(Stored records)
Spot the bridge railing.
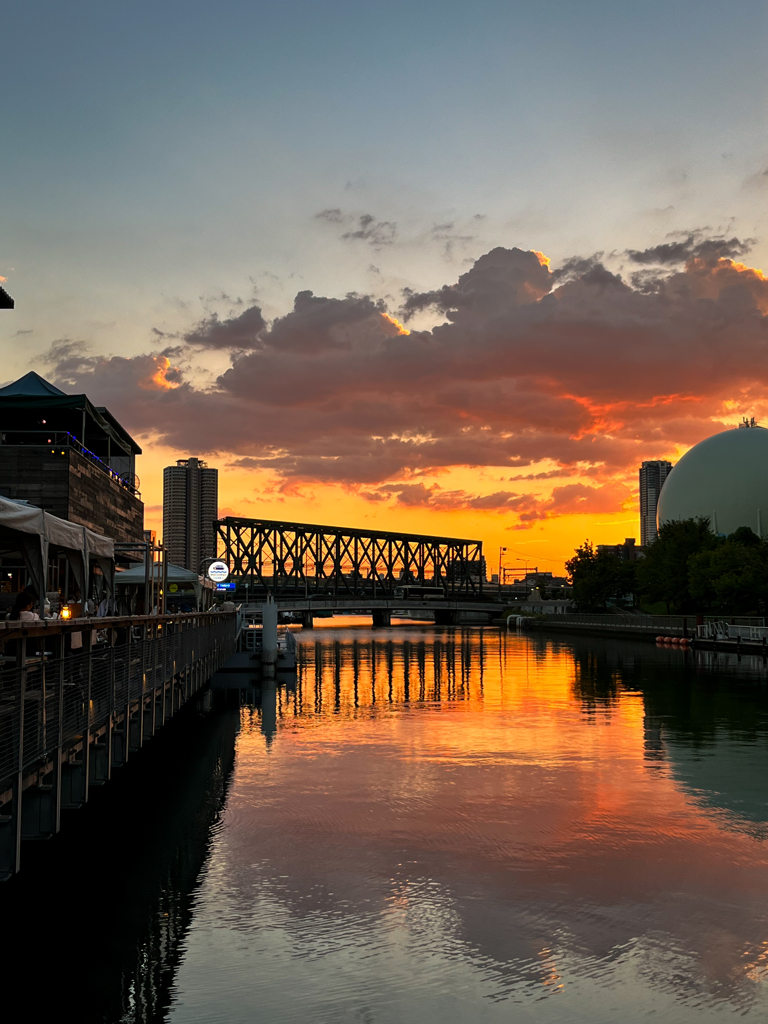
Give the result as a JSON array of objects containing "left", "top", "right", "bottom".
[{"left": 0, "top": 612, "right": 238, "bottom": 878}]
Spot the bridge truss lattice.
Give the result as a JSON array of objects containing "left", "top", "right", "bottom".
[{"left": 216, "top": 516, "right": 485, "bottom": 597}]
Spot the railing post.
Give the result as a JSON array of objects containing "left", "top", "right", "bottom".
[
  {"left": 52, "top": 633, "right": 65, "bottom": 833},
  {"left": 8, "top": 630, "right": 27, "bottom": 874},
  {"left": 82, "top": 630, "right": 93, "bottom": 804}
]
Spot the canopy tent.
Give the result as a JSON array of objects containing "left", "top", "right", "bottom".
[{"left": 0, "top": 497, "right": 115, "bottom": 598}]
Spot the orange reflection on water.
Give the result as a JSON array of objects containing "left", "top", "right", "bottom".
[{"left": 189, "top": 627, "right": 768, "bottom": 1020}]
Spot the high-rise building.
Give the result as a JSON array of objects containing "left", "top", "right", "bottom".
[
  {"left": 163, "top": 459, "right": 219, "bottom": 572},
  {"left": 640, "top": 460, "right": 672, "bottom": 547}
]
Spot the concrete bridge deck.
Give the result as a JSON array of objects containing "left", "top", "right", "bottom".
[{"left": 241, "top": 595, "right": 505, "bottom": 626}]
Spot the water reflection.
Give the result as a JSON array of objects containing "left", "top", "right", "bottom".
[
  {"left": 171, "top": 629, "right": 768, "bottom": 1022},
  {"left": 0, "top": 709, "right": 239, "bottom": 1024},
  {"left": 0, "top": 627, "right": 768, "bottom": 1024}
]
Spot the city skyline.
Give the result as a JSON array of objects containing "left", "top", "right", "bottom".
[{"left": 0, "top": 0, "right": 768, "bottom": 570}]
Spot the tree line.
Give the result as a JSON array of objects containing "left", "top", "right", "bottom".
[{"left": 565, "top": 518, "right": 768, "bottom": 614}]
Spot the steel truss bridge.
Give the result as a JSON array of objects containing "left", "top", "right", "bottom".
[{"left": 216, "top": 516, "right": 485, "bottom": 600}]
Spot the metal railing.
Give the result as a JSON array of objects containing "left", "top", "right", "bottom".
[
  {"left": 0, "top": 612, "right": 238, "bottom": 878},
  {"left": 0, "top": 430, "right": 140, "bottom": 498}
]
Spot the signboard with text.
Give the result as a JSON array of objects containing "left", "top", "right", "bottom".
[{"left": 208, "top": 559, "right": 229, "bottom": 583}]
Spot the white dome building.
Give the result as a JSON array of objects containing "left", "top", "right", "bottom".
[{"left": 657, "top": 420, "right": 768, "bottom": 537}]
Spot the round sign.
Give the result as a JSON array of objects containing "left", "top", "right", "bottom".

# [YOUR GOAL]
Rewrite the listing with every "Spot" changed to "Locate" and nothing else altered, omitting the pictures.

# [ANSWER TO THIS PROBLEM]
Locate the bridge railing.
Give the result as a JSON array of objects containing "left", "top", "right", "bottom".
[{"left": 0, "top": 612, "right": 238, "bottom": 878}]
Locate the bridge truss lattice.
Give the result as a JSON array of objects containing "left", "top", "right", "bottom".
[{"left": 216, "top": 516, "right": 485, "bottom": 597}]
Locate the railing post.
Give the result as a JSON array of objects containing "left", "top", "right", "bottom".
[
  {"left": 52, "top": 633, "right": 65, "bottom": 833},
  {"left": 8, "top": 630, "right": 27, "bottom": 874},
  {"left": 82, "top": 630, "right": 93, "bottom": 804}
]
Locate the canopy tent.
Give the result as a JSON array of objects containing "left", "top", "right", "bottom".
[{"left": 0, "top": 497, "right": 115, "bottom": 598}]
Locate the orange reflection on water.
Give the result as a JSON array of objects containing "left", "top", "right", "bottom".
[{"left": 189, "top": 627, "right": 768, "bottom": 1020}]
Locate the high-rise building.
Give the result as a JSON array of objects containing "left", "top", "right", "bottom".
[
  {"left": 163, "top": 459, "right": 219, "bottom": 572},
  {"left": 640, "top": 460, "right": 672, "bottom": 547}
]
Locate the concrete bridge deck.
Give the result as a JSON array of objects containing "left", "top", "right", "bottom".
[{"left": 241, "top": 595, "right": 505, "bottom": 626}]
Locate the water reflection.
Give the result as a JSON array of objects containing "left", "top", "right", "bottom".
[
  {"left": 171, "top": 629, "right": 768, "bottom": 1022},
  {"left": 0, "top": 709, "right": 239, "bottom": 1024},
  {"left": 0, "top": 627, "right": 768, "bottom": 1024}
]
Locate the city skyline.
Give the result as a JSON array of objects containing "left", "top", "right", "bottom".
[{"left": 0, "top": 0, "right": 768, "bottom": 570}]
Locate the tree line.
Give the result as a JSON array of objects containing "left", "top", "right", "bottom".
[{"left": 565, "top": 518, "right": 768, "bottom": 614}]
Locate the steel truss bridge.
Give the result as a JSON array of objects containing "left", "top", "right", "bottom".
[{"left": 216, "top": 516, "right": 485, "bottom": 600}]
Locate the metal railing.
Give the result as a JSON array of objects containing "left", "top", "right", "bottom".
[
  {"left": 0, "top": 612, "right": 238, "bottom": 878},
  {"left": 0, "top": 430, "right": 140, "bottom": 498}
]
Locate the signboard with text.
Give the result as a JSON array of objects containing "left", "top", "right", "bottom".
[{"left": 208, "top": 559, "right": 229, "bottom": 583}]
Locate the white dome building.
Give the result as a JSON array of objects containing "left", "top", "right", "bottom".
[{"left": 657, "top": 420, "right": 768, "bottom": 537}]
Locate the round sign.
Give the result as a JSON array of objects containing "left", "top", "right", "bottom".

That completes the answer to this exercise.